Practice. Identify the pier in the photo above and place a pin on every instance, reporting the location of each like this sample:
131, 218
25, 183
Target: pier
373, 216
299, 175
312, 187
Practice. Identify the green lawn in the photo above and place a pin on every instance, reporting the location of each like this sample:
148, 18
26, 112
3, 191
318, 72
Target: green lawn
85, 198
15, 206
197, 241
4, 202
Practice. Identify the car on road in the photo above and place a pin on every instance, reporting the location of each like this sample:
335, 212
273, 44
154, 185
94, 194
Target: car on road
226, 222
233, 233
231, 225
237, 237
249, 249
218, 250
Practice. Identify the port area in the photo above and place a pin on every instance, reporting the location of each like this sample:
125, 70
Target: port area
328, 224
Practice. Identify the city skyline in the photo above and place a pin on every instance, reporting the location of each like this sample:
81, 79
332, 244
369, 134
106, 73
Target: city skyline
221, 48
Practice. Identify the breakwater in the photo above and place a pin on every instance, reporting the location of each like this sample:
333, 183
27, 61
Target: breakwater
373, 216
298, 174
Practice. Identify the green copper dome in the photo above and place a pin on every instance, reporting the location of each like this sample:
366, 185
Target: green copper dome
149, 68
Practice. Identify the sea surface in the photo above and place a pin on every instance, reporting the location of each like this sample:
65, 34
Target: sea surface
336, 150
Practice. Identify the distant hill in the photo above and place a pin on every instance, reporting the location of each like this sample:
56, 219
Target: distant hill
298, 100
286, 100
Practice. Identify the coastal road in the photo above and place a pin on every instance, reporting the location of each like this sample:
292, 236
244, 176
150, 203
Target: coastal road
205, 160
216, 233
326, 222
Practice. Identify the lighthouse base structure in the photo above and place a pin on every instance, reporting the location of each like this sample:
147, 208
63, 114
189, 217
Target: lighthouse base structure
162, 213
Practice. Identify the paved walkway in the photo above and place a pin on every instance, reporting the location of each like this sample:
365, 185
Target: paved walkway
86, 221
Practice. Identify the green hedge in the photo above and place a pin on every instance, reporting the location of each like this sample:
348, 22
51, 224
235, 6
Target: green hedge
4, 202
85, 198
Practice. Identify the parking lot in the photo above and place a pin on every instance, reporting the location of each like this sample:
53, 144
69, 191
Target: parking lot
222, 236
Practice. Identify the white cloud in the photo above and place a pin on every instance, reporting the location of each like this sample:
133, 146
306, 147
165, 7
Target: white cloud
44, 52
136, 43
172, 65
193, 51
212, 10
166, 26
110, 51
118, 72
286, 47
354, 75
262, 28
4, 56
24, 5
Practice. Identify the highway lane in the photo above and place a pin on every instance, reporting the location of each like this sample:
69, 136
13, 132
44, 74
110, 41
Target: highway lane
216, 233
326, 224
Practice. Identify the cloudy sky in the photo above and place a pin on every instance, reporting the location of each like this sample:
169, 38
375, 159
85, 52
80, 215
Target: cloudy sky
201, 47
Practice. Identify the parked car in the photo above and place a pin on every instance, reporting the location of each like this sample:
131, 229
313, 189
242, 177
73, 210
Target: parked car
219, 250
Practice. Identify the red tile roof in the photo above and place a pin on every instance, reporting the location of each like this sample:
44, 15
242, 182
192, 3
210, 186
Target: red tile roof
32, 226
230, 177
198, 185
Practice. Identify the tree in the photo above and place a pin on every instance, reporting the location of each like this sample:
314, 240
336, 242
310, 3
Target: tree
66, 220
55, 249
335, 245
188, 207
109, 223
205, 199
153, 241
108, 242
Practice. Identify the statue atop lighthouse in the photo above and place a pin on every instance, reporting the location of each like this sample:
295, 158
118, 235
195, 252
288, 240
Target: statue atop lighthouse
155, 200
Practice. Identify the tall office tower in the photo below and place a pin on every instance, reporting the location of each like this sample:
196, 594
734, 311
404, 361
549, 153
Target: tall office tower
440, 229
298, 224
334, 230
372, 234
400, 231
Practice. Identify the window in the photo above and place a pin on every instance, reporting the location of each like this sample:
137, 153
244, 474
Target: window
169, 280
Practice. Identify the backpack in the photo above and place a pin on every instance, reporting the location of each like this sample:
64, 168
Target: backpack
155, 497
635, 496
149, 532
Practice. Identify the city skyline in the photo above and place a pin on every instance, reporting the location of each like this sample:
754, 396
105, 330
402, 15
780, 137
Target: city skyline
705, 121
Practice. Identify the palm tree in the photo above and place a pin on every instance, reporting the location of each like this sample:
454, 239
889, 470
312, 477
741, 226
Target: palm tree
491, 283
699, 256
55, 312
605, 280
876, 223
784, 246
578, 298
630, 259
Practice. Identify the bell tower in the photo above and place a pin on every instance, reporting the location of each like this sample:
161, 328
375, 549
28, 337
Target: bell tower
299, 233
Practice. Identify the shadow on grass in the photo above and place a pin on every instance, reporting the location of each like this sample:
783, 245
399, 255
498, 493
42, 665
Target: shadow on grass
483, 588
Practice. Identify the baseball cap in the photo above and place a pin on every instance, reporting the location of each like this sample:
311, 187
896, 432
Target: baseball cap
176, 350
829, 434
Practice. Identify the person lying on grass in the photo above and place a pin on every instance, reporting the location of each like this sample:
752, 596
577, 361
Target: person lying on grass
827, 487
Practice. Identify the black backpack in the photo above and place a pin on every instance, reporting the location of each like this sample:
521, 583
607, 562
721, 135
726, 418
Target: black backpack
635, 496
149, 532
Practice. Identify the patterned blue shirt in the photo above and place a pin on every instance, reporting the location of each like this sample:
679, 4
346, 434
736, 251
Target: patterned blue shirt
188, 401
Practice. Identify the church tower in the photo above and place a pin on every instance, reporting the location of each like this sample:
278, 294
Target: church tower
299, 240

> What you have to do
Reproduce, word for word, every line starting at the line that contains "Practice. Identify the palm" and ending with the final line of the entries.

> Result of this exercise
Practice. Identify the palm tree in the photo above and place a pin on every instance, reporting the location of each like this sample:
454, 239
889, 470
312, 477
741, 226
Target: palm tree
491, 283
699, 256
55, 312
605, 280
876, 223
784, 246
578, 298
630, 259
Practice. Identify the bell tower in the photo above and place a pin on every instance, reporting the location of each like this sample:
161, 328
375, 549
28, 337
Target: bell tower
299, 233
Practice. Identify the shadow on grass in the photo above and place a pin on every instance, reporting the location of each like this sample:
783, 245
399, 255
498, 493
42, 665
Target: shadow on grass
483, 588
Practice. Identify the baseball cap in the photo above and place a pin on every instance, reporting the location of each like this sample:
311, 187
896, 432
Target: baseball cap
176, 350
829, 434
Practice. Identify the person lying on grass in the photo above and place a pin on every instance, reporting the location of each like this sample:
752, 596
577, 361
Target: person lying on grass
827, 487
Practice. Identify the black backpack in the photo above and place a pin on every instance, reporting the location of each like this sample:
521, 583
607, 562
721, 135
726, 418
Target: black backpack
635, 496
149, 532
Practice. Identify the patterned blue shirt in the photo above and place a pin on every instance, reporting the location of each like this sample:
679, 4
346, 434
736, 251
Target: patterned blue shirt
188, 401
Practice. Identify the church tower in the photo above and place a pin on every instance, reporting the location of each like this sample:
278, 294
Target: church tower
299, 240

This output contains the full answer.